**Text section:**
=======

Although she has written many essays and reviews, two novels, and a play, Mavis Gallant's reputation in Canadian literature rests on her short stories. Of these "My Heart Is Broken" is one of the best crafted and most frequently anthologized.

The occasion for the story is Jeannie's rape; the focus is the response of the victim and her best friend, Mrs. Thompson. At first the two women appear to be foils. Jeannie is young, attractive, and silly, while Mrs. Thompson is mature, plain, and sober. Their reactions to the attack are also different. Jeannie seems unnaturally detached as she calmly polishes her fingernails, whereas Mrs. Thompson seems maternal and concerned. As the story progresses, however, their positions shift. It gradually becomes clear that Jeannie is in shock; far from being abnormal, her behavior is typical of a rape victim.

But the more Mrs. Thompson talks, the stranger she seems. What at first sounds like moral and emotional support for Jeannie increasingly resembles attacks as she flip-flops from one disjointed statement to another. She seeks an almost prurient clarification of the details of the rape, advises Jeannie of her legal rights, accuses her of not being willing to adjust to life in a mining camp, criticizes her for deficiencies as a housekeeper, and blames her for having provoked the attack with the overly generous use of the perfume Evening in Paris. Her remarks are a jumble of stock responses that range from viewing Jeannie as a victim to judging her the culprit.

Despite their superficial differences Jeannie's remarks and Mrs. Thompson's thoughts converge at the end of the story. In the final paragraphs Jeannie, who has made only meager responses throughout most of the story, presents her fullest version of the rape. She tells Mrs. Thompson that, if the attacker had been friendly, she would not have made a fuss. According to Jeannie the really shocking aspect of the rape was that, for the first time in her life, she encountered someone who did not like her: "My heart is broken, Mrs. Thompson, My heart is just broken." Even taking into account Jeannie's emotional state, this is a bizarre response. Jeannie suggests that she might have accepted the rape if the rapist had been nice to her. And Mrs. Thompson, who until now has had no shortage of punchy comments, responds to Jeannie's words indirectly by tapping her foot and "trying to remember if her heart had ever been broken, too."

Abandoning her buckshot anger, Mrs. Thompson identifies with Jeannie as the heroine of a romance with an unhappy ending, a romance that Mrs. Thompson enviously craves as a justification and fulfillment of her own empty life. Using Jeannie's terminology of a broken heart, she tries to recall a romantic moment in her life when a man might have found her desirable. Flying in the face of Jeannie's violent experience, both Jeannie and Mrs. Thompson connect rape with sexual attraction, and they both fantasize that rape can be nonviolent. Through the tired appeal to the broken heart, the women come to terms with sexual violation and bestow on it a romantic glow.

The story suggests that this perverse attitude is fostered and sustained by movies. The first paragraph establishes a relationship between Jeannie and Jean Harlow in Mrs. Thompson's mind as she announces that the death of the actress was the most terrible shock she has ever experienced, apparently more shocking than Jeannie's rape. From the very start Mrs. Thompson firmly links Jeannie and the rape to Hollywood fantasies of torrid sexual desire in which Jean Harlow is the star.

=======

**Aim:** Reproduce word for word the passage of the essay on "My Heart Is Broken" between "Although she has" and "a rape victim.", inclusive.

(A run of records)
=======

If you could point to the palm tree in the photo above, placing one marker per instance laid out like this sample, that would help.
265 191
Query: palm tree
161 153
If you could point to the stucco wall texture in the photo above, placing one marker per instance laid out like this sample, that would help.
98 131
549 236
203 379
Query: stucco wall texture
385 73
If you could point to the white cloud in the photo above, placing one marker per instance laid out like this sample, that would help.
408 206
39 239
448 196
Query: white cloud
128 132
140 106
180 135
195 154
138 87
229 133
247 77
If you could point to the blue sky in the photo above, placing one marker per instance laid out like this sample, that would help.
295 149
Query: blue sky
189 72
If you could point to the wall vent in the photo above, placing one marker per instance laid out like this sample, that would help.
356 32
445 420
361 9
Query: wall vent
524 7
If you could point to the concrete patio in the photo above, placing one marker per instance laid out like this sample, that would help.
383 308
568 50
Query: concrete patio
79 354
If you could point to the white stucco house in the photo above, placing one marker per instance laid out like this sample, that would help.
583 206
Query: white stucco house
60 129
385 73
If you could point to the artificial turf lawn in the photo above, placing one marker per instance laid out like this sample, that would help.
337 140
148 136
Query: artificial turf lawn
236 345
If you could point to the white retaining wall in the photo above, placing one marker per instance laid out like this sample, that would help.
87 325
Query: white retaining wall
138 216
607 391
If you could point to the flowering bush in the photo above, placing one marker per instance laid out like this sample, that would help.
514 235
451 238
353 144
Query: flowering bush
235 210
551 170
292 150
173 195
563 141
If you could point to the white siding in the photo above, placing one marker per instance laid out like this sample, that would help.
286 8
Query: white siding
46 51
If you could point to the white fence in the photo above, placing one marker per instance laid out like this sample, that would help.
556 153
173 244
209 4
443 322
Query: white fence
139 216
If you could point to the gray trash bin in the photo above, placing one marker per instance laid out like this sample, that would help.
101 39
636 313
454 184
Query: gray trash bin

=======

**Task solution:**
Although she has written many essays and reviews, two novels, and a play, Mavis Gallant's reputation in Canadian literature rests on her short stories. Of these "My Heart Is Broken" is one of the best crafted and most frequently anthologized.

The occasion for the story is Jeannie's rape; the focus is the response of the victim and her best friend, Mrs. Thompson. At first the two women appear to be foils. Jeannie is young, attractive, and silly, while Mrs. Thompson is mature, plain, and sober. Their reactions to the attack are also different. Jeannie seems unnaturally detached as she calmly polishes her fingernails, whereas Mrs. Thompson seems maternal and concerned. As the story progresses, however, their positions shift. It gradually becomes clear that Jeannie is in shock; far from being abnormal, her behavior is typical of a rape victim.